**Problemas e tarefas:**
- a) Reproduza fielmente o trecho do texto sobre política brasileira que começa nas palavras "Eu digo que" e vai até "pleito ao executivo?", inclusive.
- b) Escreva a continuação do texto sobre política brasileira, começando logo depois da última frase que aparece nele.

**Texto de origem:**
>>>>>

Eu digo que sim, pois o PT sai como o partido que elegeu mais
governadores (4 + Renan Filho, um “aliado” ), e é o partido que
no geral elegeu o maior número de políticos, 148 no total, sendo o
maior número de deputados federais e estaduais eleitos e o terceiro
maior número de senadores. No jogo político, vão-se os anéis mas
ficam-se os dedos e para o PT, a arriscada estratégia de jogar
Haddad de última hora no pleito, quase colou e recolocou o PT
enquanto liderança do campo progressista brasileiro, aliás, fato
que alguns Ciristas não conseguem compreender, pois o maior partido
progressista da América Latina abriria mão de sua hegemonia
política e a entregaria nas mãos de outro grupo político, mesmo
que alinhado com parte de suas idéias, mas com divergências
públicas notórias, o direito de disputar o pleito ao executivo?
Lula no aconchego de sua cela em Curitiba, lendo mais livros por
semana que grande parte dos brasileiros leram na vida, entra agora em
disputa com Mujica e Mandela, só falta o tempo de cadeia. Que a
prisão do grande líder populista brasileiro deste século faça com
que seu eleitorado reflita acerca do autoritarismo presente também
em uma postura pouco agregadora por parte dos progressistas, o qual
aliás Bolsonaro em sua campanha esteve mais próximo de Lula do que
o próprio Haddad, pois com seu neo-populismo de extrema-direita, sua
forma direta e simples de falar com o povo e seu discurso raivoso e
manifestações toscas de racismo, machismo e homofobia, nos remetem
muito a um Lula sindicalista que gostava de uma cachacinha e que em
2002 resolveu botar um terno pra ganhar a eleição e falar um
discurso mais moderado, que o crivou da alcunha de “Lulinha Paz e
Amor”, causando ojeriza, e ainda causa, aos intelectuais da
época, ao verem num torneiro mecânico a impossibilidade de um líder
estadista, mas que convenhamos nunca se pautou numa estratégia de
ódio aos pobres para colocar seu nome em destaque.
Bolsonaro
junta o que há de pior na política: o discurso de ódio aos pobres
atrelado a teologia da prosperidade dos pastores mau-caráter das
igrejas evangélicas.
O
Filósofo Jürgen Habermas, em sua palestra “A modernidade: Um
projeto inacabado” (Setembro de 1980), nos traz à reflexão que o
moderno, ou “modernus”, em sua acepção latina, simboliza a
distinção de uma era – no caso a romana e pagã - para o advento
de uma nova era a partir do século V, onde no cristianismo se
representava a vanguarda para o pensamento civilizacional. Porém,
para Habermas, o moderno não foi uma cisão completa e sim uma
imitação do modo antigo. Somente com o iluminismo é que a ideia de
modernidade não significava também o resgate das ideias antigas: ¨A
característica de tais obras é o ‘novo’ que há de ultrapassar
e tornar-se obsoleto pela novidade do próximo estilo. Contudo,
enquanto o que é meramente ‘stylish’ logo vem a sair de moda.
Aquilo que é moderno preserva elos velados com o clássico”

<<<<<

**Material fornecido:**
>>>>>

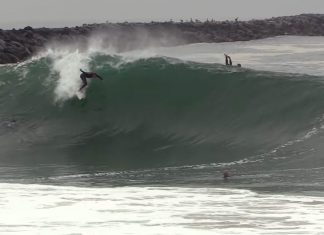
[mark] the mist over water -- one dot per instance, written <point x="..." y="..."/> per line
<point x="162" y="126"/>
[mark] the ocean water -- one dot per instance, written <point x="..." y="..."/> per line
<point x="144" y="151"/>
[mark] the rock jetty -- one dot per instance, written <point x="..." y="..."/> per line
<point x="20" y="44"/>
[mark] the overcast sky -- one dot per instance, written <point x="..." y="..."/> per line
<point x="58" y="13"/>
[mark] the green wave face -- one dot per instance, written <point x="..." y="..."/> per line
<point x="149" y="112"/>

<<<<<
>>>>>

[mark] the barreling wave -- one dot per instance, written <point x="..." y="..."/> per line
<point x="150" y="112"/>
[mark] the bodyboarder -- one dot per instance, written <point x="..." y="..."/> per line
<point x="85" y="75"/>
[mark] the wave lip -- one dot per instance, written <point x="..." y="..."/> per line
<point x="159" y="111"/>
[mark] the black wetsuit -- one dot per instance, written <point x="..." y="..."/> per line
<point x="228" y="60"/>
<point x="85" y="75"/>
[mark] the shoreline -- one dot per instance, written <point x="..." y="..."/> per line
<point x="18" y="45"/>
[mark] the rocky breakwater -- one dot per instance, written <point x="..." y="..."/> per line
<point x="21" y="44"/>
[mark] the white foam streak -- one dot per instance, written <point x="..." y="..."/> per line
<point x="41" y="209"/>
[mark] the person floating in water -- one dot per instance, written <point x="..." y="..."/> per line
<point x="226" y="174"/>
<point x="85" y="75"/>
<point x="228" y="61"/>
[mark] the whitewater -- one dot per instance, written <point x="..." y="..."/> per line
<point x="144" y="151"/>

<<<<<

**Respostas por tarefa:**
- a)
Eu digo que sim, pois o PT sai como o partido que elegeu mais
governadores (4 + Renan Filho, um “aliado” ), e é o partido que
no geral elegeu o maior número de políticos, 148 no total, sendo o
maior número de deputados federais e estaduais eleitos e o terceiro
maior número de senadores. No jogo político, vão-se os anéis mas
ficam-se os dedos e para o PT, a arriscada estratégia de jogar
Haddad de última hora no pleito, quase colou e recolocou o PT
enquanto liderança do campo progressista brasileiro, aliás, fato
que alguns Ciristas não conseguem compreender, pois o maior partido
progressista da América Latina abriria mão de sua hegemonia
política e a entregaria nas mãos de outro grupo político, mesmo
que alinhado com parte de suas idéias, mas com divergências
públicas notórias, o direito de disputar o pleito ao executivo?

- b)
(HABERMAS, 1980).
Neste
pleito exclusivamente, vemos a demonstração de resistência e de
disputa pelo discurso entre os campos progressistas, pautando uma
ética globalizante, de defesa da diversidade, estado laico e maior
racionalização do ethos social em contraste com a tradição – e
aí nos remetemos a Habermas novamente no que diz respeito a sua
“Teoria da Ação Comunicativa” - pois segundo o filósofo, é
por meio da linguagem que as pessoas interagem umas com as outras,
como também reproduzem e renovam o saber cultural, orientando tanto
a compreensão quanto a forma de estabelecerem-se em sociedade,
frente um sistema teórico que não contempla no todo a complexidade
da vida prática. Sendo assim, questões como a defesa da propriedade
privada, a moralização da política e a luta pelos ideais cristãos
de sociedade como a defesa da família, a não ampliação a medidas
contraceptivas no que se refere ao aborto e a políticas que alterem
a percepção acerca do uso de drogas recreativas, transformando-as
em uma questão de saúde pública e não como aspectos meramente
criminais, assim como opção de foro íntimo e a reserva de
mercado para somente algumas modalidades de drogas, discursos estes
de uma tradição arcaica que nos remete aos anos 60, e talvez por
isso uma identificação tão forte com os valores de 64, levando pelo ralo a defesa do direito à diversidade política – e vale
reiterar o incorreto termo “minorias” para um grupo majoritário
numericamente, mas sem articulações de base incisivas que reflitam
em sua representatividade política – o que levou a fácil
associação entre a manifestação política de Bolsonaro e seu
eleitorado, de cunho privado dentro do contexto brasileiro, alinhadas
as ideias do regime nazista de Hitler e fascista de Mussolini.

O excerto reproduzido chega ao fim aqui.